Extrait du texte →
━━━━━━━━━━━━━━━━━━━━━━━━━━━━━━
Dans le cadre du plan de relance, l’État a permis de financer des études pour la mise en œuvre d’un modèle de gestion en phase avec les objectifs réglementaires et sanitaires qu’exige un tel site.

Monsieur le ministre, pouvez-vous m’indiquer à quelle hauteur l’État envisage de financer les investissements nécessaires à la modernisation de l’abattoir de Quillan et quand il compte le faire ?

Plus globalement se pose la question de savoir si les petits abattoirs de proximité en zone de montagne ont un avenir ou s’ils sont voués à disparaître, disparition dont je ne préfère pas imaginer les conséquences. Quelle est votre doctrine sur ce sujet ? Prévoyez-vous de le traiter dans le cadre du futur projet de loi d’orientation et d’avenir agricoles ?

M. le président. La parole est à M. le ministre.

M. Marc Fesneau, ministre de lagriculture et de la souveraineté alimentaire. Monsieur le sénateur Pla, comme vous le soulignez, les abattoirs jouent un rôle majeur dans les filières animales et dans la chaîne alimentaire, ainsi que pour les territoires.

Ainsi, 181 abattoirs ont bénéficié du plan de relance, à hauteur de 115 millions d’euros, ce qui représente un volume d’aide inédit. Cela a permis de moderniser et d’adapter les outils pour les mettre en conformité avec les exigences du secteur.

Je souscris à ce que vous dites sur les normes – il faut éviter d’en ajouter en permanence –, mais il arrive malheureusement souvent que, tout en faisant valoir ce principe, on en ajoute quand même… Faisons simplement avec les normes existantes !
━━━━━━━━━━━━━━━━━━━━━━━━━━━━━━
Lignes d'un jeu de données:
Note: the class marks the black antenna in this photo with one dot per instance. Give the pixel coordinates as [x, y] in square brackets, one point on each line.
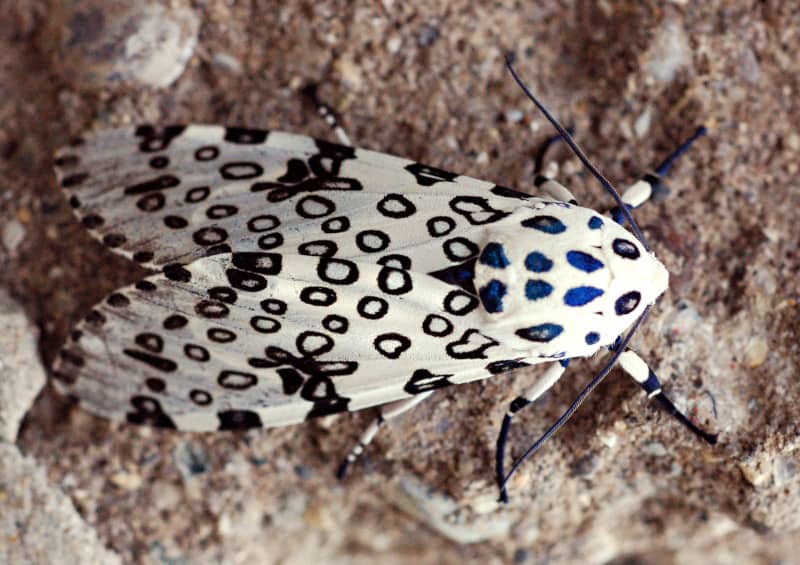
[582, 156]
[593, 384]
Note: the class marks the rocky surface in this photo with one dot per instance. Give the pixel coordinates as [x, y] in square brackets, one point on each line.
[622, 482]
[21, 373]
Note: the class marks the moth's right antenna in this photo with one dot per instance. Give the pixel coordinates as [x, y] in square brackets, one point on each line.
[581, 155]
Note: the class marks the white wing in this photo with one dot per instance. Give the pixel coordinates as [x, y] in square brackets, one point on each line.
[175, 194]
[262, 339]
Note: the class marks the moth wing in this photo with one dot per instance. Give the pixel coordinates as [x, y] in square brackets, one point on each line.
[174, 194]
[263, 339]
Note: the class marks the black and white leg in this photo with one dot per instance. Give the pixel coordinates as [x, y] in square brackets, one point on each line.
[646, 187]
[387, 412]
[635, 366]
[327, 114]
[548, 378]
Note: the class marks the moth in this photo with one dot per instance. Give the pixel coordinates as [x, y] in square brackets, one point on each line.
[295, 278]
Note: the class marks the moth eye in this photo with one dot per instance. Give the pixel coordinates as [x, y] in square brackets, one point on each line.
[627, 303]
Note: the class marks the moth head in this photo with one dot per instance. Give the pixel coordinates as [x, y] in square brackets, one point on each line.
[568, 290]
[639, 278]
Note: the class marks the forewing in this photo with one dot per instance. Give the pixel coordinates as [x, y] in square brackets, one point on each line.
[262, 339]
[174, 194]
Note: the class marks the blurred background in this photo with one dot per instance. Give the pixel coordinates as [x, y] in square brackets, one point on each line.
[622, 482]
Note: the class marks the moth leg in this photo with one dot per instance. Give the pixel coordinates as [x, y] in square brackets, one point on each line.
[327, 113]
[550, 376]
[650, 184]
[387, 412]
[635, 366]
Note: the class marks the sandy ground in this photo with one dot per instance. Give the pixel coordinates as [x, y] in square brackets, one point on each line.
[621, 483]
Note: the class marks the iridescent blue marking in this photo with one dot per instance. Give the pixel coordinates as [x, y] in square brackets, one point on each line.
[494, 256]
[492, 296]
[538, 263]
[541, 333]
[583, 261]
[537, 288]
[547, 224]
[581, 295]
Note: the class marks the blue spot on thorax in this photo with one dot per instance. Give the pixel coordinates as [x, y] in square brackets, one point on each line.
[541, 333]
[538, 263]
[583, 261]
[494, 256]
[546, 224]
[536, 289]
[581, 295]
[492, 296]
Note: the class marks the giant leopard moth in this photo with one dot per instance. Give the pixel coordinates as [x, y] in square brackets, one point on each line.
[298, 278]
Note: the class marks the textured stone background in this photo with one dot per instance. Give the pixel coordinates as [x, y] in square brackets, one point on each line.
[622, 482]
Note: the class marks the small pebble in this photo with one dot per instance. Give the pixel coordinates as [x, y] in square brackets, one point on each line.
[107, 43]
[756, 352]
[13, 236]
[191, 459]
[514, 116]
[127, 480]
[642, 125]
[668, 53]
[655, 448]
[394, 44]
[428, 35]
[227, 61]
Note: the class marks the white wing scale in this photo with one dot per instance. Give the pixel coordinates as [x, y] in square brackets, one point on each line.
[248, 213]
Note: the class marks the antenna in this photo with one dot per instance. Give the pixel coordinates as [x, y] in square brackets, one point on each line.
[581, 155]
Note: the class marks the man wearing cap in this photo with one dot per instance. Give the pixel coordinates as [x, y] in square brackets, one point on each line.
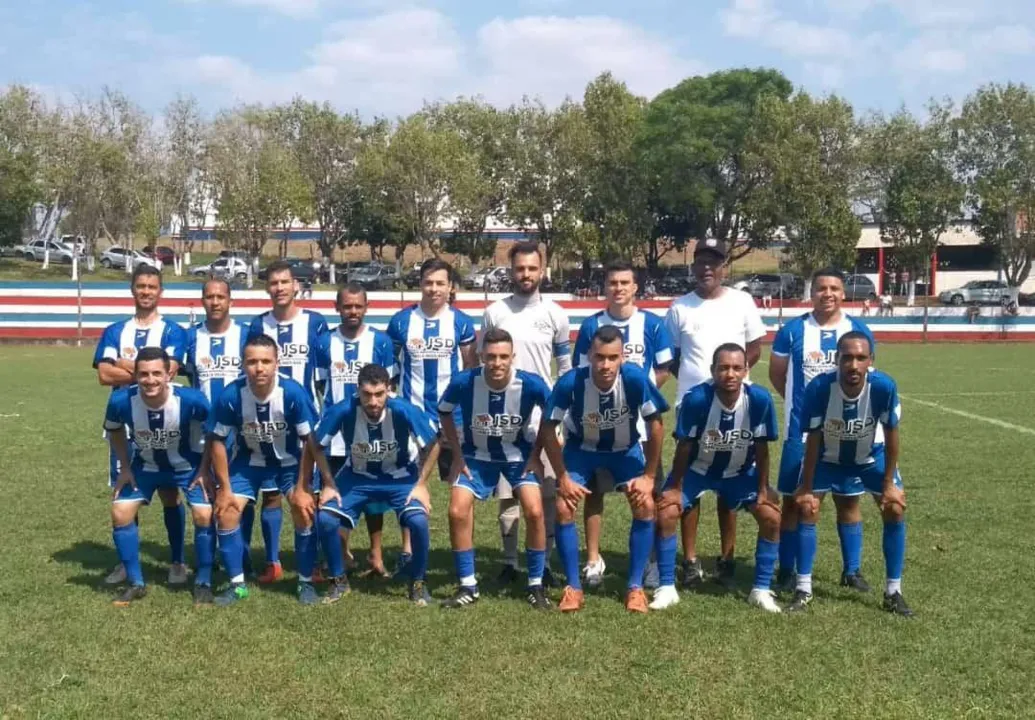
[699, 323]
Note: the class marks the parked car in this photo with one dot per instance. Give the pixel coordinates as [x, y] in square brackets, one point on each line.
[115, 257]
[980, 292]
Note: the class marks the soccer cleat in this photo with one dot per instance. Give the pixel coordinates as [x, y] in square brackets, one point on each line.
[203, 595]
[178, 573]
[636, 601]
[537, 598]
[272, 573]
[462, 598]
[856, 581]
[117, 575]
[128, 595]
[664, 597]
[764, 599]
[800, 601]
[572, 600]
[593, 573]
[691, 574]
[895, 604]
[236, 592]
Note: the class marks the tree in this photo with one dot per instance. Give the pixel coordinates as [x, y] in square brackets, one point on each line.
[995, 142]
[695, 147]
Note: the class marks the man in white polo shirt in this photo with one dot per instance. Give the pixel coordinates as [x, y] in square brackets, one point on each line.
━━━━━━━━━━━━━━━━━━━━━━━━━━━━━━
Votre travail →
a) Réécrivez le passage de l'extrait sur les abattoirs qui commence par les mots contenant « Monsieur le ministre, pouvez-vous » et se termine par « pour les territoires. », en remplaçant « modernisation » par « rénovation ».
b) Les affirmations suivantes concordent-elles avec l'extrait sur les abattoirs ? Répondez à chacune par oui ou par non, en citant les mots décisifs du texte.
(i) Selon le ministre, 181 abattoirs ont bénéficié du plan de relance.
(ii) Les aides du plan de relance aux abattoirs se sont élevées à 150 millions d'euros.
(iii) Le ministre souhaite que de nouvelles normes soient ajoutées.
c) Pouvez-vous poursuivre l'extrait sur les abattoirs à partir de sa dernière phrase ?

Réponses attendues →
a)
Monsieur le ministre, pouvez-vous m’indiquer à quelle hauteur l’État envisage de financer les investissements nécessaires à la rénovation de l’abattoir de Quillan et quand il compte le faire ?

Plus globalement se pose la question de savoir si les petits abattoirs de proximité en zone de montagne ont un avenir ou s’ils sont voués à disparaître, disparition dont je ne préfère pas imaginer les conséquences. Quelle est votre doctrine sur ce sujet ? Prévoyez-vous de le traiter dans le cadre du futur projet de loi d’orientation et d’avenir agricoles ?

M. le président. La parole est à M. le ministre.

M. Marc Fesneau, ministre de lagriculture et de la souveraineté alimentaire. Monsieur le sénateur Pla, comme vous le soulignez, les abattoirs jouent un rôle majeur dans les filières animales et dans la chaîne alimentaire, ainsi que pour les territoires.

b)
(i) Oui : « Ainsi, 181 abattoirs ont bénéficié du plan de relance »
(ii) Non : « à hauteur de 115 millions d’euros »
(iii) Non : « Faisons simplement avec les normes existantes ! »

c)
Le contexte actuel crée une conjoncture difficile pour les filières d’élevage, qui subissent l’inflation et parfois des pertes de volume.

Le ministère de l’agriculture a engagé au mois de juillet dernier, sur mon initiative, une démarche associant l’ensemble des filières professionnelles et les collectivités territoriales pour préserver un maillage sur l’ensemble du territoire. Ce travail est en cours et doit aboutir au premier trimestre 2024. Il permettra de déterminer le maillage à privilégier, le type d’abattoirs dont nous avons besoin et ceux que nous devons accompagner.

En effet, j’ai pu constater que, dans certains cas, quatre, cinq ou six plans d’aide ne suffisent toujours pas à garantir la pérennité d’un abattoir. Certes, ce n’est pas forcément le cas de celui que vous citez, mais cela montre qu’il faut tenir compte du contexte. Je ne peux pas engager l’État à l’aveugle sur tel ou tel abattoir sans avoir analysé l’ensemble du maillage.

Nous devons définir clairement le réseau d’abattoirs dont nous avons besoin sur le territoire, en distinguant les établissements selon leur taille – il nous faut toute la panoplie. Pour cela, nous devons savoir quels animaux sont aujourd’hui traités dans tel ou tel abattoir et dans quels volumes. Nous devons aussi établir des prévisions de production. Nous pourrons ainsi déterminer si l’ensemble peut fonctionner.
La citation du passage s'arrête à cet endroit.